(WORK REQUEST 1): According to the counterfeiting article, in which state does Zippo Manufacturing make its lighters?
(WORK REQUEST 2): Please pick up the counterfeiting article after its final sentence and keep writing it.

(SOURCE TEXT):
- The Washington Times - Tuesday, September 28, 2004

Greg Booth says as many Zippo lighters are made in China as are made in Bradford, Pa., the company’s hometown.

The problem is, Zippo Manufacturing makes its iconic, rectangular lighters only in Pennsylvania. The Chinese-made products with the Zippo name are cheaper, tinnier knockoffs riding on the reputation and markets built up by the American company during the past 72 years.

“It’s illegal. And it takes sales and jobs away from us, from our workers,” said Mr. Booth, Zippo’s president and chief executive officer.

Zippo’s problem is far from unique.

Counterfeiting is a global problem that costs U.S. companies an estimated $200 billion to $250 billion a year, and China is the world’s leading source of counterfeit goods, according to government and industry data.

Resolving the rampant piracy in the fast-developing Asian nation is a top priority for the Bush administration and U.S. businesses, though so far progress has been limited at best.

“The infringement levels are too high, and it’s affecting American brands,” Deputy U.S. Trade Representative Josette Shiner said earlier this month as the administration initiated an effort to have companies document and measure intellectual property theft in China.

Intellectual property includes patented inventions and trademarked industrial designs, as well as copyrighted literary and artistic works. Knockoffs range from purses, sunglasses, DVDs and music to potentially hazardous pharmaceuticals, electrical products and automotive parts.

In one case this past summer, the U.S. Attorney’s Office in Houston won a conviction against Zheng Xiao Yi, a Chinese national, on six counts of trafficking in counterfeit merchandise. Mr. Zheng imported several illegally made products, including extension cords that burst into flames when tested under household conditions, according to the Justice Department.

When consumers aren’t directly affected, the bottom line and reputation of companies are, though the precise scope of the problem is unknown. Some companies may not even know their products are being copied.

[Extracted records]
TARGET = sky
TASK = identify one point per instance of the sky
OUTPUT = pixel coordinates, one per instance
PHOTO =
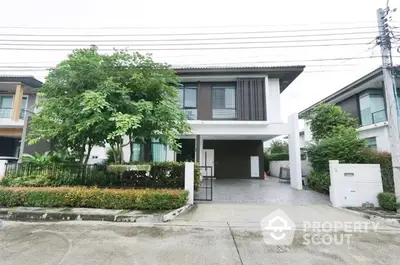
(276, 27)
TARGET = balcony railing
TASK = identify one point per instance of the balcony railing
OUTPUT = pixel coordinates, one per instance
(191, 114)
(224, 114)
(378, 116)
(6, 113)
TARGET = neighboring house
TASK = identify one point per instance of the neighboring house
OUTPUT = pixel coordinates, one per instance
(364, 99)
(231, 111)
(303, 143)
(17, 98)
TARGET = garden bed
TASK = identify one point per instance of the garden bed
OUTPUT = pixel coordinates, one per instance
(134, 199)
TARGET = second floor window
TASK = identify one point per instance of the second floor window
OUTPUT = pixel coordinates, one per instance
(224, 102)
(188, 100)
(6, 103)
(372, 108)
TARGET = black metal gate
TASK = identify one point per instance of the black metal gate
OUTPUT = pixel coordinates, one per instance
(205, 191)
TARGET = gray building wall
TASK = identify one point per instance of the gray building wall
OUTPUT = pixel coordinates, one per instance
(351, 106)
(40, 147)
(250, 99)
(232, 157)
(31, 102)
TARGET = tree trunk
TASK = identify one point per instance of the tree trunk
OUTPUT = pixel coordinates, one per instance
(131, 148)
(81, 153)
(88, 154)
(148, 157)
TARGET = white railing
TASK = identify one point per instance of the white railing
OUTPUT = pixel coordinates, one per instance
(5, 113)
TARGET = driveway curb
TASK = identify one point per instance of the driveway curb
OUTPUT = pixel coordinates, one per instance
(175, 213)
(377, 218)
(48, 214)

(TASK RESULT 1): Only in Pennsylvania.

(TASK RESULT 2):
“If you don’t have a counterfeiting problem, you probably don’t have a successful product,” said Paul Fox, spokesman for the Boston-based Gillette Co., maker of personal grooming products and Duracell batteries.

The pirating can be blatant. Mr. Booth said he has seen Zippo knockoffs sold on China’s streets. Zippo still sells about $7 million worth of its lighters a year in China, where the product is popular despite competition from cheaper imitations.

“In fact, the Chinese consumer looks very carefully and inspects the lighter before buying it … because they realize they can be fooled,” Mr. Booth said.

Still, the imitations take a chunk of Zippo’s sales in China and overseas.

Ashworth Inc., a high-end golf apparel company, has raided some counterfeiters and been shocked by their productivity.

“We’ve gone in and found thousands of units in storage areas, and in factories we’ve caught them in midstream production,” said Adrian Punderson, vice president of global security for the Carlsbad, Calif., sportswear company.

China is not the only problem: Russia, Ukraine, South Africa and other nations also produce counterfeits in high volume. But China is considered the worst.

“Based on available statistics and reports from our members, China has no equal either as a source of counterfeit and pirated goods to the world or as a market in which fakes are produced and sold locally,” the International Anti-Counterfeiting Coalition said in a report earlier this month.

The Bush administration negotiated specific commitments from China during meetings last April, including increased penalties for violations, a nationwide law-enforcement crackdown and an education campaign.

“We will adopt a clear-cut attitude and take resolute actions” to combat piracy, Chinese Vice Prime Minister Wu Yi said during her April visit to Washington.

But so far, companies have seen little in the way of results.

The Government Accountability Office in a report last week said the U.S. government is aggressively pressing foreign governments to improve their intellectual property laws but the desired result — enforcement — remains weak.

And the U.S. Chamber of Commerce in an annual report released last week said China must do more to keep the promises made when it joined the World Trade Organization in December 2001.

“Clearly China needs to do more to protect intellectual property rights, and we are urging Chinese authorities to take action in this area this year,” said Myron Brilliant, the chamber’s vice president for East Asia and co-author of the report.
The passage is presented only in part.